__GIVEN EXERCISE__:
Print the following lines word for word, beginning with the first line and ending with the line that contains "top-left (285, 96), bottom-right (478, 286)".
─── DATA EXCERPTS ───
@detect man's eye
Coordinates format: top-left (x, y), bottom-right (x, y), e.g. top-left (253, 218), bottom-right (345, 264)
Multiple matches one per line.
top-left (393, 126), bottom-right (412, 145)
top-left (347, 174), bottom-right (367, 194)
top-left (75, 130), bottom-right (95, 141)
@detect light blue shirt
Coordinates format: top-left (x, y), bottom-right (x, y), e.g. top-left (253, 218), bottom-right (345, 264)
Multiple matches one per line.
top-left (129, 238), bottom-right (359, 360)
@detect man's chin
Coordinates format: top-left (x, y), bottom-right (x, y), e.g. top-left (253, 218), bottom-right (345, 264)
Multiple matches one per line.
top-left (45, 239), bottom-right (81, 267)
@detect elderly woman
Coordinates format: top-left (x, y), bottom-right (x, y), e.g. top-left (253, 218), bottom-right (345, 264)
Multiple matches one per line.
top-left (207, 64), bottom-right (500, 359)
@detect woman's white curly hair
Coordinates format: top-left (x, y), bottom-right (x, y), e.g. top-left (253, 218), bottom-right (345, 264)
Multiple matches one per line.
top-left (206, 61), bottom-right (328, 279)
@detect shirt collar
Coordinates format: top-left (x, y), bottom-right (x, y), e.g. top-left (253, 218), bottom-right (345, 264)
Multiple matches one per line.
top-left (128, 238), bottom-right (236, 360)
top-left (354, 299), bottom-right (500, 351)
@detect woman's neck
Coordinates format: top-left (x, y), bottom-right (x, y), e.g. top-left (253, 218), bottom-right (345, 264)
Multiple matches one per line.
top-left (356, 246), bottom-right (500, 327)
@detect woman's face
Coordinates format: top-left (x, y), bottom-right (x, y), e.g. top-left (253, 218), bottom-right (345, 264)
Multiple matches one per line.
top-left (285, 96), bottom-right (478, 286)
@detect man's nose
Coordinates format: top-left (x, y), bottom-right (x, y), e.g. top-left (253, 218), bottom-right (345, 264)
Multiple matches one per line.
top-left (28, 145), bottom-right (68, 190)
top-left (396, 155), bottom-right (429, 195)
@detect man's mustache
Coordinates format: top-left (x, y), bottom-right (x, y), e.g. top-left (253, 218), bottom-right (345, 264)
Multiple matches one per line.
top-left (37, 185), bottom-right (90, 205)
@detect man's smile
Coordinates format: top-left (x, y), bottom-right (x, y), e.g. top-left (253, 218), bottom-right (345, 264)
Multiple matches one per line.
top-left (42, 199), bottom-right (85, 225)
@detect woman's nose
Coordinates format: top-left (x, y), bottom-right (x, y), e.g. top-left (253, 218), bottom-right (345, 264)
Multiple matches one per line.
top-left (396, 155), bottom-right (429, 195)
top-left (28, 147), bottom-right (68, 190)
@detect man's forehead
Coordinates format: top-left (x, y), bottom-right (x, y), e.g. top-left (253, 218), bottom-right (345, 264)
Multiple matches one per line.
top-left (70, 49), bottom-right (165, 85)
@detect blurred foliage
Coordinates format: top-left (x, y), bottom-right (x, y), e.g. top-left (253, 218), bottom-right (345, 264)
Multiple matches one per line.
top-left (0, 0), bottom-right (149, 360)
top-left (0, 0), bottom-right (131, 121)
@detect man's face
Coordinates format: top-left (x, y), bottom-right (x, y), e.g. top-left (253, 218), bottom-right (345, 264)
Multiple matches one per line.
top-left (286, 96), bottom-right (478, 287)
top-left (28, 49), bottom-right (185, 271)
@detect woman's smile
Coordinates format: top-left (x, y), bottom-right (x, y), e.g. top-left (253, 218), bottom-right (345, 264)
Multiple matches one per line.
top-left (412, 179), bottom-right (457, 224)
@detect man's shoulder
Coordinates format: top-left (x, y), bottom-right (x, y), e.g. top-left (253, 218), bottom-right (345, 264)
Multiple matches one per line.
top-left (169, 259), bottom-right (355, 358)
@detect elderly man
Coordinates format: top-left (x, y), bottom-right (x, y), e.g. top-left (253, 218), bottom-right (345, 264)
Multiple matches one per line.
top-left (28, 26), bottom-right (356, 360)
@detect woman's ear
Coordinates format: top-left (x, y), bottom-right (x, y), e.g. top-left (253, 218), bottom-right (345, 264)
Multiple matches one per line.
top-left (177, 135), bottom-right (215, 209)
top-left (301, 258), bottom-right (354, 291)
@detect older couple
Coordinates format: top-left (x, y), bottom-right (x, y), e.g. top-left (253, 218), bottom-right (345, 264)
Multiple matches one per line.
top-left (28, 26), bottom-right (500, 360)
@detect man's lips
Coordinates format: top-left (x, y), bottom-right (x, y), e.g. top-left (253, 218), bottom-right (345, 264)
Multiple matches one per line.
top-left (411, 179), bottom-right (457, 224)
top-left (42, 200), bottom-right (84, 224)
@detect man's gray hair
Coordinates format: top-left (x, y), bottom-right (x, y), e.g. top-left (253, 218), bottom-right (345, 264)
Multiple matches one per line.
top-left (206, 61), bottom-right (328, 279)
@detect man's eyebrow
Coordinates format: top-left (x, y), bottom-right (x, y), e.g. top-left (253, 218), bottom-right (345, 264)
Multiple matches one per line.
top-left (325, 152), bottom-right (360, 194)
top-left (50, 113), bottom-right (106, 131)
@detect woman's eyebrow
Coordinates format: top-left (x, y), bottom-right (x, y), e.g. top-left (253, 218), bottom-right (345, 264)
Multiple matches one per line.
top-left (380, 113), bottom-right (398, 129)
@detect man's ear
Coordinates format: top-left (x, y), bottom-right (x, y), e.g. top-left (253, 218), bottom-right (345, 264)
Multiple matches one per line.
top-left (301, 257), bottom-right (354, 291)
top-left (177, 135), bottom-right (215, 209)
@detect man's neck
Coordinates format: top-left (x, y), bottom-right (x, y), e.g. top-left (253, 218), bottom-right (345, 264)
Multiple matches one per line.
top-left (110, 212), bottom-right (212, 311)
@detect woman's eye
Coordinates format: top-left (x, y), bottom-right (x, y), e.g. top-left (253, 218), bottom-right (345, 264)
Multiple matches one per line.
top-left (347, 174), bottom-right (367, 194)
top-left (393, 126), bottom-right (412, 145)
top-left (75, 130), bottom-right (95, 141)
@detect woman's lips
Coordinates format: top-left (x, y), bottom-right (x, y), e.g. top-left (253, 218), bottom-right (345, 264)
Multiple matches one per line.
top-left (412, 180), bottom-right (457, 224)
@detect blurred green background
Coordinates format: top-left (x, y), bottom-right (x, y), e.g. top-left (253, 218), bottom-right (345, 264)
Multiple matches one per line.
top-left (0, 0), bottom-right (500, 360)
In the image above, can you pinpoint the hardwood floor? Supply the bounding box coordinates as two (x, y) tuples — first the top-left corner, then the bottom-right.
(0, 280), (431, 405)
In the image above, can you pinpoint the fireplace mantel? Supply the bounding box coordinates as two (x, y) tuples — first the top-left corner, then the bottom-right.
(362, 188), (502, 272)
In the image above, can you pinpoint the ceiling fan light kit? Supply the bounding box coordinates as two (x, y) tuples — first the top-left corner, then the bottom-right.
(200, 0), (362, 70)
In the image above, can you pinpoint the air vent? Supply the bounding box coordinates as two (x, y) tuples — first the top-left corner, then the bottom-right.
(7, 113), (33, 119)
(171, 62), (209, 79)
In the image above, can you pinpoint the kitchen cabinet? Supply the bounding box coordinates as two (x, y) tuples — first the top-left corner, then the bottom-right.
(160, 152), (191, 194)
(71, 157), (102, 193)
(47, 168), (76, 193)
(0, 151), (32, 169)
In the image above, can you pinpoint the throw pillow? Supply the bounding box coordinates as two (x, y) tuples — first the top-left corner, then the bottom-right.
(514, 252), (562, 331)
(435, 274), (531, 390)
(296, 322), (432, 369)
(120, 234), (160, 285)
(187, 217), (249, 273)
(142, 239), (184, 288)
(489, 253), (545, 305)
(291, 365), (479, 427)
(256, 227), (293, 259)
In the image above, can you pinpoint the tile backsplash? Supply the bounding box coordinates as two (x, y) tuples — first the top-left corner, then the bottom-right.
───
__RESPONSE TO THIS TASK__:
@detect man's eye
Coordinates format: top-left (x, y), bottom-right (x, y), e.g. top-left (253, 218), bottom-right (345, 264)
Multiple matches one per line.
top-left (393, 126), bottom-right (412, 145)
top-left (347, 174), bottom-right (367, 194)
top-left (75, 130), bottom-right (95, 141)
@detect light blue shirt
Coordinates format: top-left (x, y), bottom-right (x, y), e.g. top-left (253, 218), bottom-right (345, 264)
Multiple matches one per line.
top-left (129, 238), bottom-right (359, 360)
@detect man's chin
Coordinates format: top-left (x, y), bottom-right (x, y), e.g. top-left (253, 218), bottom-right (345, 264)
Multiple matches one per line.
top-left (45, 239), bottom-right (81, 267)
@detect elderly woman
Coordinates format: top-left (x, y), bottom-right (x, y), e.g. top-left (253, 218), bottom-right (345, 264)
Multiple matches one per line.
top-left (207, 64), bottom-right (500, 359)
@detect woman's white curly hair
Coordinates format: top-left (x, y), bottom-right (x, y), e.g. top-left (253, 218), bottom-right (345, 264)
Multiple matches one per line.
top-left (206, 61), bottom-right (328, 279)
@detect shirt collar
Coordinates format: top-left (x, y), bottom-right (x, y), e.g. top-left (253, 218), bottom-right (345, 264)
Multiple matches one per line.
top-left (128, 238), bottom-right (236, 360)
top-left (354, 299), bottom-right (500, 351)
@detect woman's neck
Coordinates format: top-left (x, y), bottom-right (x, y), e.g. top-left (253, 218), bottom-right (345, 264)
Multiple matches one per line.
top-left (356, 246), bottom-right (500, 327)
@detect woman's face
Coordinates format: top-left (x, y), bottom-right (x, y), e.g. top-left (253, 218), bottom-right (345, 264)
Multiple matches one per line.
top-left (285, 96), bottom-right (478, 286)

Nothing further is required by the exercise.